# [Records shown]
+---+

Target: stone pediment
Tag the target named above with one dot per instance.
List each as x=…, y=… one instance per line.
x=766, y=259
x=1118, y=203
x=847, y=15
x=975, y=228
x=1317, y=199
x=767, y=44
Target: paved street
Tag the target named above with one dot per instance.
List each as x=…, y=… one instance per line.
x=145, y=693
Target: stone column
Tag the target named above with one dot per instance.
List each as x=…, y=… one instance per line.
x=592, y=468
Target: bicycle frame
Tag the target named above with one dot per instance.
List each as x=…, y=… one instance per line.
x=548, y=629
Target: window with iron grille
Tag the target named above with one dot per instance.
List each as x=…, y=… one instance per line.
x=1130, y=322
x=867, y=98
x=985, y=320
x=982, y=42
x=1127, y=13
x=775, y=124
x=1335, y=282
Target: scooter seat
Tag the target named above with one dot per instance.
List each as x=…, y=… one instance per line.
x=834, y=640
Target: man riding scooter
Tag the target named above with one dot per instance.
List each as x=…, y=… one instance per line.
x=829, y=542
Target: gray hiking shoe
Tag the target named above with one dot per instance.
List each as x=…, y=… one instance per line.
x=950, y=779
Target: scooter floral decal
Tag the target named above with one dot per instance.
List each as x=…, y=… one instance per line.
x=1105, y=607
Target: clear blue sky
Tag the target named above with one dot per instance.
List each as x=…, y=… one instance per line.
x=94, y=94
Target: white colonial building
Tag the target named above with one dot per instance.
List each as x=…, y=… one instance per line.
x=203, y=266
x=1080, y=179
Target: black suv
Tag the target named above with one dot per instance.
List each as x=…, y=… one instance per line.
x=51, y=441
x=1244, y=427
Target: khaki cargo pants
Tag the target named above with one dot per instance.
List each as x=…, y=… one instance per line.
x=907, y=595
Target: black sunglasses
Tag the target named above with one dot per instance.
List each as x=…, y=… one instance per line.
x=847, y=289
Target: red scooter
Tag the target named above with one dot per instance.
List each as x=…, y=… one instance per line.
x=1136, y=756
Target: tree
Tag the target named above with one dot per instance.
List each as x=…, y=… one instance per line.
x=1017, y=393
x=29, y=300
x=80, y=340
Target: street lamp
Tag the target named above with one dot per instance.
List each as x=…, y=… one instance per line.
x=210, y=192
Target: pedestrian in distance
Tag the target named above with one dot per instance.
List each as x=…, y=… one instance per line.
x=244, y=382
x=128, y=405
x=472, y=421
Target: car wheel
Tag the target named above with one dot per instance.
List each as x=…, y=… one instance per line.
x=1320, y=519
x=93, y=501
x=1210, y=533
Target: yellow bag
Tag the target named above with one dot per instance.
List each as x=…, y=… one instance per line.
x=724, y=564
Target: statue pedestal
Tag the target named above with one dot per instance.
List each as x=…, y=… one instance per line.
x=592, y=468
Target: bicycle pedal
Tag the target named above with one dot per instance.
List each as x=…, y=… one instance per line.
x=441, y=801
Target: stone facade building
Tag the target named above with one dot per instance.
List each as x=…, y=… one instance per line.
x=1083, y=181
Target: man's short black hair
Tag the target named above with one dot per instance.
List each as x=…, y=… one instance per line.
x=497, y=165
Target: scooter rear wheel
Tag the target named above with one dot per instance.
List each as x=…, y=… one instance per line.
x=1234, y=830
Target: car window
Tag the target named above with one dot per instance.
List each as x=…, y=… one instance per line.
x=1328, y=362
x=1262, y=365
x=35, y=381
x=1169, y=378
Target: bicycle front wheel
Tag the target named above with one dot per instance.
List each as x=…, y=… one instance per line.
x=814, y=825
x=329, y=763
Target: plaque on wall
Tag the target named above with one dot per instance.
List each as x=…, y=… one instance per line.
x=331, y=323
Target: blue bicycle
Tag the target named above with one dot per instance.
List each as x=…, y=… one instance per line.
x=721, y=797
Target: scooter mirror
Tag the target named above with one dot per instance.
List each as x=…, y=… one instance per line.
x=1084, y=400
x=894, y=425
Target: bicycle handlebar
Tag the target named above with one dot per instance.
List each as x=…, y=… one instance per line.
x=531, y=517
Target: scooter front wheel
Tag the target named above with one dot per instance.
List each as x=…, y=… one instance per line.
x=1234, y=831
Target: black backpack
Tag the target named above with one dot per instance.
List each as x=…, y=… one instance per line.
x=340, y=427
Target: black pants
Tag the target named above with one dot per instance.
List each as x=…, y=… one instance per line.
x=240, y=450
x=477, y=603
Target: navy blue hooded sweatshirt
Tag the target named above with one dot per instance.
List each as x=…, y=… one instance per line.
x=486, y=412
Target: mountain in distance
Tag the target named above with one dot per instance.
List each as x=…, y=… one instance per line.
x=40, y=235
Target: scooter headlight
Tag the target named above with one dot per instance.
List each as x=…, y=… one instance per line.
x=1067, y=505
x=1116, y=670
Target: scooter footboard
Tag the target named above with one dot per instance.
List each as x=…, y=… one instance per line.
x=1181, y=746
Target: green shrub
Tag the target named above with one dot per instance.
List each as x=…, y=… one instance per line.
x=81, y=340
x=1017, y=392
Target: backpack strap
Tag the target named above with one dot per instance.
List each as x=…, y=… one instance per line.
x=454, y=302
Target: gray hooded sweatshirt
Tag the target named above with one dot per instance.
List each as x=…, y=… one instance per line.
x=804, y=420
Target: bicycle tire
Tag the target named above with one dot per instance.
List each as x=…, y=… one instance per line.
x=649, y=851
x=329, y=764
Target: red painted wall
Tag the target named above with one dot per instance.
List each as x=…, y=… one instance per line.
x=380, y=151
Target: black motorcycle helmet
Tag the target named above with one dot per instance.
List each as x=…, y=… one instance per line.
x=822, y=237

+---+

# [Written problem]
Output as a JSON list of strings, one string per line, every line of the material from the line containing "Target: bicycle tire" through the final line, inclusive of both ends. Leave out blank lines.

# [Solution to this problem]
[
  "Target: bicycle tire",
  "Tag the target named above with one dot per instance.",
  "List each as x=…, y=… one instance per line.",
  "x=649, y=851",
  "x=329, y=764",
  "Target: red painted wall",
  "Tag the target named above with one dot per instance.",
  "List each as x=…, y=… one instance per line.",
  "x=380, y=151",
  "Target: black motorcycle helmet",
  "Tag the target named above with one dot per instance.",
  "List each as x=…, y=… one instance per line.",
  "x=822, y=237"
]